Starting at the beginning of the material and ending at the line that contains "[27,0,400,213]", write those lines out again, substituting "water ripple" for "ripple on water" and keeping everything else the same.
— BEGIN DATA EXCERPTS —
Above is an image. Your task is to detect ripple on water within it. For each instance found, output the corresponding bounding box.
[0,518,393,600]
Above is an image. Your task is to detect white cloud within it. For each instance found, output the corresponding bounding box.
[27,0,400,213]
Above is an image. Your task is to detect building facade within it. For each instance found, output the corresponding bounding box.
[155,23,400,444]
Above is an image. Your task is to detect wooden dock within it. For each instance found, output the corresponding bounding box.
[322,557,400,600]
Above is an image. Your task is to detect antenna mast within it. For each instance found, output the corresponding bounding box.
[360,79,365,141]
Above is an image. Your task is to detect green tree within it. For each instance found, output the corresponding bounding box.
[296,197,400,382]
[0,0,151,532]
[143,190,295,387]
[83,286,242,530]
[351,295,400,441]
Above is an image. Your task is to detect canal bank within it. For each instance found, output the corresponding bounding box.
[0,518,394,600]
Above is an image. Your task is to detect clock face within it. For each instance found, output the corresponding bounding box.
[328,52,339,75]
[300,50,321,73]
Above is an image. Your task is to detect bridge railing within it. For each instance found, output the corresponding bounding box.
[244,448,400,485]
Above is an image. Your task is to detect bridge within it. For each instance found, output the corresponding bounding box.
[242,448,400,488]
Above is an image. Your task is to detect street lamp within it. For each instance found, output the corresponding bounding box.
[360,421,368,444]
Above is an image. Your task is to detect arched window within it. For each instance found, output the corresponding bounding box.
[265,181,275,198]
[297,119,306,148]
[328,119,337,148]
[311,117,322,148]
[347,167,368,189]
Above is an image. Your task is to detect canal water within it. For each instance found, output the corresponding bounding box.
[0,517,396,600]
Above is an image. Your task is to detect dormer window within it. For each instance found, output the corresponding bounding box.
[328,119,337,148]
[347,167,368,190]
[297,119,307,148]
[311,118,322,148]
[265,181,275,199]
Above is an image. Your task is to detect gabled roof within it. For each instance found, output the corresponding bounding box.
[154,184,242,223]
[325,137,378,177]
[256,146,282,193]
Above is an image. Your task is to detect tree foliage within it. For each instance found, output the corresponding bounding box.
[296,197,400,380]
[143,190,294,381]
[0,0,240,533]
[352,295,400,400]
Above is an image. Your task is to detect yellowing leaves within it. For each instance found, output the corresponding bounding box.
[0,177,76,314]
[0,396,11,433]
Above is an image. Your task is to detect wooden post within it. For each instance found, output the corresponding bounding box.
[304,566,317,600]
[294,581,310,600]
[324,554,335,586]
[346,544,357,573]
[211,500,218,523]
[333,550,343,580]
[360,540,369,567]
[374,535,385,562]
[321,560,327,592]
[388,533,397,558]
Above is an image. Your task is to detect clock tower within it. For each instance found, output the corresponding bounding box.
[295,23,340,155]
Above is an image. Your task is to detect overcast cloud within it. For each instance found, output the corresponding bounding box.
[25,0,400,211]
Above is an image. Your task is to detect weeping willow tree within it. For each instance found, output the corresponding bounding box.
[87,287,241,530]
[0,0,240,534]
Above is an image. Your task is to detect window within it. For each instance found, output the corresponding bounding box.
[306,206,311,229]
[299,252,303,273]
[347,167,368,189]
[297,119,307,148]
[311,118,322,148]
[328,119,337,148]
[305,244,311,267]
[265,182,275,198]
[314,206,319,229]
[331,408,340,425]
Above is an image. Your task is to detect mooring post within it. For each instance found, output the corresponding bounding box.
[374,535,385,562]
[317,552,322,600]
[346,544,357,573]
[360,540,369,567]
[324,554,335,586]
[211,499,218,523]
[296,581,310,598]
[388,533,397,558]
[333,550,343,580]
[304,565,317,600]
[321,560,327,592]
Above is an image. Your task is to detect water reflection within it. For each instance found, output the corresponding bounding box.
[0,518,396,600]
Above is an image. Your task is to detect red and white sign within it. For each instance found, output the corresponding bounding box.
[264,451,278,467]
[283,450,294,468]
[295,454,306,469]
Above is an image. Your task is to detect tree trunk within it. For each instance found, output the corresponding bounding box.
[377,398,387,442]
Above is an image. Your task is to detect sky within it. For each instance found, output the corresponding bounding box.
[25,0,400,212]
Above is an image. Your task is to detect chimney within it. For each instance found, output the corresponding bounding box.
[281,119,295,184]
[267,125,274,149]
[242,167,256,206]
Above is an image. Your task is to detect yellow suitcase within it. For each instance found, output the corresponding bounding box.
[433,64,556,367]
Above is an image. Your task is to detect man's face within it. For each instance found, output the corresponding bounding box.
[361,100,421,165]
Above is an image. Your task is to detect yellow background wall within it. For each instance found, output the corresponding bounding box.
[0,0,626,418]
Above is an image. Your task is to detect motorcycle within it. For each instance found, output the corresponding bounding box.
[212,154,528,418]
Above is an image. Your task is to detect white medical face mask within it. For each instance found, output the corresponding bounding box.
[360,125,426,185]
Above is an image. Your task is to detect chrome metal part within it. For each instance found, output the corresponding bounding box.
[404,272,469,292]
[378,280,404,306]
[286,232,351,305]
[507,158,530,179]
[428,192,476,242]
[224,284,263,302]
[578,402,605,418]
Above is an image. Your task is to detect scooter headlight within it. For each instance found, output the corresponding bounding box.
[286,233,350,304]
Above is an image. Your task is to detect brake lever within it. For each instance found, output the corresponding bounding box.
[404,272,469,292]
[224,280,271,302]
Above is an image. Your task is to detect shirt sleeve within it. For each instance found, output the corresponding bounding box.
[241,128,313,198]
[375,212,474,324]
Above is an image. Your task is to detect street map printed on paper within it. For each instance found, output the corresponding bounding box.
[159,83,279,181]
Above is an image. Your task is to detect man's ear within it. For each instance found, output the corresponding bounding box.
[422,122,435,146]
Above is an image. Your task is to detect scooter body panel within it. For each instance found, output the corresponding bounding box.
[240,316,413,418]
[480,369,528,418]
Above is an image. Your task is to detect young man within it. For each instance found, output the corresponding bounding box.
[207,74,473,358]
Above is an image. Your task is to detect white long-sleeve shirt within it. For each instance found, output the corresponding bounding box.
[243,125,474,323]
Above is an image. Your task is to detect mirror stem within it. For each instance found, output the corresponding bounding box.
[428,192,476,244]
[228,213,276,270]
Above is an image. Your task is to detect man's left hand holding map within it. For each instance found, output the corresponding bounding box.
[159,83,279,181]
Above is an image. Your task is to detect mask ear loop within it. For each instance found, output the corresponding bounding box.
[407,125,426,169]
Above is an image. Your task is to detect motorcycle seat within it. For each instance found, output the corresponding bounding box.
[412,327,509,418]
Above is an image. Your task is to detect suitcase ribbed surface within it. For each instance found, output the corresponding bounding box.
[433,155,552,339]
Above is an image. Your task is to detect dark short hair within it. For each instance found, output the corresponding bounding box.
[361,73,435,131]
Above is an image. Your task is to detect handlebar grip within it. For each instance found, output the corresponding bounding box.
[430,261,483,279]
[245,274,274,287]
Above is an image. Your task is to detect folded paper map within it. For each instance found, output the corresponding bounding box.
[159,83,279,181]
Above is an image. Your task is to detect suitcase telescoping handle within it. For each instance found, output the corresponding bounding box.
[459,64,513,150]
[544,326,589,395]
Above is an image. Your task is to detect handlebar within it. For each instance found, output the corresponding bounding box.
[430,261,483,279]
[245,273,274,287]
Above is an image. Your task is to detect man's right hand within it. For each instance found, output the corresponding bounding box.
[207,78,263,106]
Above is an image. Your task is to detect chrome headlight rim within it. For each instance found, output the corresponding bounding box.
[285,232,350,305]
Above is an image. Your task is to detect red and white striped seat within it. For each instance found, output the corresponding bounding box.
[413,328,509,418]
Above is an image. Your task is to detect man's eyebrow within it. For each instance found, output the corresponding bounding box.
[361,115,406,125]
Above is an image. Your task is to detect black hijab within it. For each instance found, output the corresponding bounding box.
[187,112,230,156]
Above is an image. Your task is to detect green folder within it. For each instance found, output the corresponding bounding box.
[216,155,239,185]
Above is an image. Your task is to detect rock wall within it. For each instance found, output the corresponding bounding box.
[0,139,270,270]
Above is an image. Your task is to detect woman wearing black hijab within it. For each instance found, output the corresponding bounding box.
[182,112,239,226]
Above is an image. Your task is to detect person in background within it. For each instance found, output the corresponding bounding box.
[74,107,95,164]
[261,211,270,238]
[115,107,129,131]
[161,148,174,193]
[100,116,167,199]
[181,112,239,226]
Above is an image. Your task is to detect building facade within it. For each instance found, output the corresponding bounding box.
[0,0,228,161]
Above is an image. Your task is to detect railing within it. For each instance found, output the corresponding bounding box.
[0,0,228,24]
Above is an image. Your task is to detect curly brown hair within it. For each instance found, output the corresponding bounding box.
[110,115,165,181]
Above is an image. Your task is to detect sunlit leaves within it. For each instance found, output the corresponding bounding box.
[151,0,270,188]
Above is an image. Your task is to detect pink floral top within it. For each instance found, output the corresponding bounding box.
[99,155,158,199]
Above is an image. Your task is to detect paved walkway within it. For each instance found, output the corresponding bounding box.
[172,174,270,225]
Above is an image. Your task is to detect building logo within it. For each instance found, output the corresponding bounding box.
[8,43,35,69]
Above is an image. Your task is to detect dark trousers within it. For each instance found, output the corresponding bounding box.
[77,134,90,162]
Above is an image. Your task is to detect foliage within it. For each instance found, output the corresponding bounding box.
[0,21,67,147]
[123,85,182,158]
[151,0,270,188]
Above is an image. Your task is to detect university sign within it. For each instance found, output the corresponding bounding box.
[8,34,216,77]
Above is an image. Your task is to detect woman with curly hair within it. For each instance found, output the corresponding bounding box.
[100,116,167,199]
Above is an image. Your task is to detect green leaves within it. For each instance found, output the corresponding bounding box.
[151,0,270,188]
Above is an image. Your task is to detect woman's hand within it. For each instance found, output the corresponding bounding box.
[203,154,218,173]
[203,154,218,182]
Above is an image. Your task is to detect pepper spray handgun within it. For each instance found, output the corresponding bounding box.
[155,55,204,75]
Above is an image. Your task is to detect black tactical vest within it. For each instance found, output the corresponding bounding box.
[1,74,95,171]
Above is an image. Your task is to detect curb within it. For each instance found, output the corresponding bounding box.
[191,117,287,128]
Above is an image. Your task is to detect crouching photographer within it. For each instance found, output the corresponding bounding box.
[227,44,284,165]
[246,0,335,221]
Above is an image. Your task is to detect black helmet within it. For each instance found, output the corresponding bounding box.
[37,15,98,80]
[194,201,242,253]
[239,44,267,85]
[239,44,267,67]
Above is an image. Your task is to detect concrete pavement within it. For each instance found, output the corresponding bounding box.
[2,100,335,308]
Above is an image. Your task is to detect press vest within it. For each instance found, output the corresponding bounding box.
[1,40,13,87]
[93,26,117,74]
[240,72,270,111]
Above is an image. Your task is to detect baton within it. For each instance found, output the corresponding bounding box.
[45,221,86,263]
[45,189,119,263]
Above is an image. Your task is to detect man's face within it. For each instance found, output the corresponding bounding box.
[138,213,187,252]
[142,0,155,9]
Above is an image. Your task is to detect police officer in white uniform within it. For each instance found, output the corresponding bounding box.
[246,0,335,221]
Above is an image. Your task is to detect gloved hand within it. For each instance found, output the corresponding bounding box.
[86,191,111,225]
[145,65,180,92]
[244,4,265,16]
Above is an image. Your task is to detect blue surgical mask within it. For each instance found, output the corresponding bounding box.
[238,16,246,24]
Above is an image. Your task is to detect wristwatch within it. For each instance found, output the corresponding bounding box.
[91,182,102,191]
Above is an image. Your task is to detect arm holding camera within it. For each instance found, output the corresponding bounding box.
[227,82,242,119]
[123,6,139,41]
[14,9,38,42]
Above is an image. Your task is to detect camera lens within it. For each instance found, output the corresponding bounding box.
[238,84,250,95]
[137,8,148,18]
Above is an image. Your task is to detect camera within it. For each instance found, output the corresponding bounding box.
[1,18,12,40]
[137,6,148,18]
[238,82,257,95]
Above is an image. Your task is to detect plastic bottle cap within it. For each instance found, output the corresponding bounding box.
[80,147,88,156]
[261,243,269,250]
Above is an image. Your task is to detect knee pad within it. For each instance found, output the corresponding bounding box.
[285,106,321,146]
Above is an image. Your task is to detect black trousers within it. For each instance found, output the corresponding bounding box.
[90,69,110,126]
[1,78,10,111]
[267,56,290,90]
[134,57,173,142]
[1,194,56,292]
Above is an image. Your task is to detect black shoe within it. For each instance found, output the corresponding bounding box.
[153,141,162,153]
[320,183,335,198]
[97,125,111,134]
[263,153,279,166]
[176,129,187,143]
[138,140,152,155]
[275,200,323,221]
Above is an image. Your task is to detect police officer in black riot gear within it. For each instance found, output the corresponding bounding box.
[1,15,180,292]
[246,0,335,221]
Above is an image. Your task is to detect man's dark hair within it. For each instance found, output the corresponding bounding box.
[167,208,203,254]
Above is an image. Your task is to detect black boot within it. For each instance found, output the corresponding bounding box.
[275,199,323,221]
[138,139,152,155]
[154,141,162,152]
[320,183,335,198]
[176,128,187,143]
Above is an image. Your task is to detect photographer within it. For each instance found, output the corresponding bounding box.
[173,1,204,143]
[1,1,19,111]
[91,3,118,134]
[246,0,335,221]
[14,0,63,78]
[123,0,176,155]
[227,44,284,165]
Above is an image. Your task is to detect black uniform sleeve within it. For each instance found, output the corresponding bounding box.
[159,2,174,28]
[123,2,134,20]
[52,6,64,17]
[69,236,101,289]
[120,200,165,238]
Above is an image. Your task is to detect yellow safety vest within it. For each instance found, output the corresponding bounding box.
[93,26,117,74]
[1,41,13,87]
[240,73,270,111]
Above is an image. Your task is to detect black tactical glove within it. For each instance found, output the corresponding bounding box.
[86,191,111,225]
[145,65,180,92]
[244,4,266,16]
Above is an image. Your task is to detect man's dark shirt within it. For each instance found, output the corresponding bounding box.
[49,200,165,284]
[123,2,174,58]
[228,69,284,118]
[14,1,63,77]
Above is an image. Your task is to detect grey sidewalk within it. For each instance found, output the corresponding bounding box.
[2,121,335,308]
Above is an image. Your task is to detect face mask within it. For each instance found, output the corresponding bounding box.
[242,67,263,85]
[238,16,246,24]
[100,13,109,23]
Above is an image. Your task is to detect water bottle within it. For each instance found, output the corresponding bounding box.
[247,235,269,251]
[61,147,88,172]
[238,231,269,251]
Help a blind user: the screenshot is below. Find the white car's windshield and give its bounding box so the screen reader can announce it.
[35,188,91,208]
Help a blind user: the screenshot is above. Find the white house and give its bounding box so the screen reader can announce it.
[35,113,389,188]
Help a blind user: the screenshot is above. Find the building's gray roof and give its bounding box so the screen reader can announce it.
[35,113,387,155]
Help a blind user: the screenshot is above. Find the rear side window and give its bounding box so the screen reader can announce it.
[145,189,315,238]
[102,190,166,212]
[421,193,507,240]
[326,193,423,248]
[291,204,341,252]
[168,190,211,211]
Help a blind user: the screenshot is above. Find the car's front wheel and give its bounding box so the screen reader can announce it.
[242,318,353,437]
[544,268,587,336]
— END DATA EXCERPTS —
ANSWER TO THIS EXERCISE:
Above is an image. Your task is to detect water ripple within it. For each instance found, output the corresponding bounding box.
[0,518,393,600]
Above is an image. Your task is to detect white cloud within it. For each instance found, output the corresponding bounding box.
[27,0,400,213]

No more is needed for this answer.